Bacteria have higher N and P demands.

Question 42

How do fungi and bacteria differ in terms of movement?

Answer 42

Fungi move by growing new mycelium, and dispersal occurs through sporulation and soil fauna. Bacteria have motile organelles to move through water films.

Question 43

Compare the C:N ratio of fungi vs bacteria and explain what the difference means in terms of abundance.

Answer 43

Bacteria have a C:N ratio of 4, while fungi have a C:N ratio of 16. This means that bacteria require more N than fungi, so bacteria will tend to dominate over fungi in N-rich environments rather than in N-poor environments, where fungi might dominate.

Question 44

How do the abundances of fungi and bacteria compare with the addition of alfalfa vs straw? Why?

Answer 44

Bacteria are dominant when alfalfa is added, as alfalfa is rich in nitrogen. On the other hand, fungi are dominant when straw is added, as straw is nitrogen-poor which suits fungi better.

Question 45

How does the fungal:bacterial ratio change over the course of decomposition? Why?

Answer 45

It decreases. This is because at first, more fungi are needed to break down lignin. Once this is done, more bacteria are needed to access and break down the cellulose.

◆ ◆ ◆

Exercise requirements: In the text on soil fungi and bacteria, what C:N ratio is given for fungi? The material that follows comes from a separate source.

◆ ◆ ◆

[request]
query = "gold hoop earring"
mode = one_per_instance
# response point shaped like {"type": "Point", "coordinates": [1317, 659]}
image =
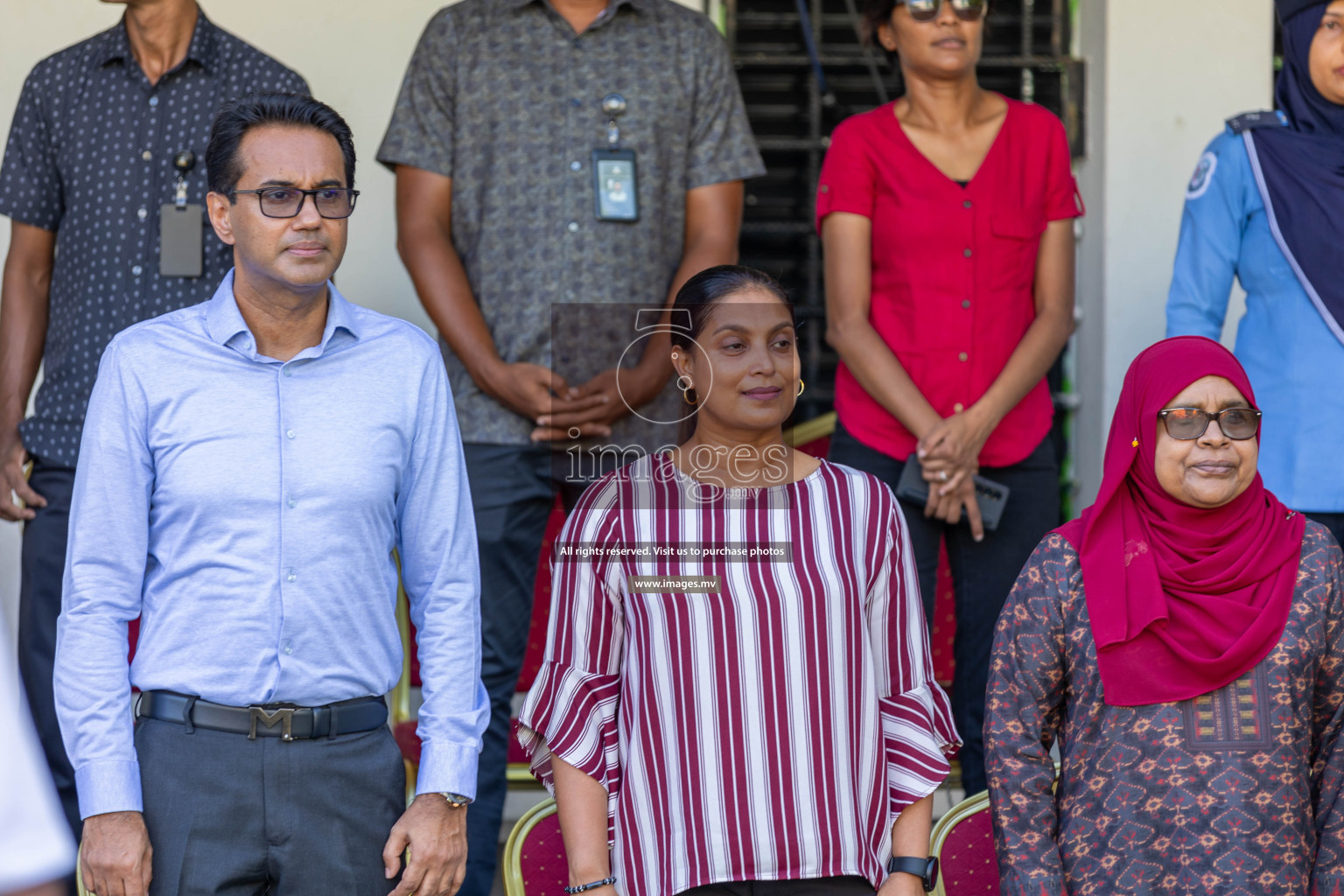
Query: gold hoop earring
{"type": "Point", "coordinates": [686, 389]}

◆ ◆ ◆

Written solution: Fungi have a C:N ratio of 16.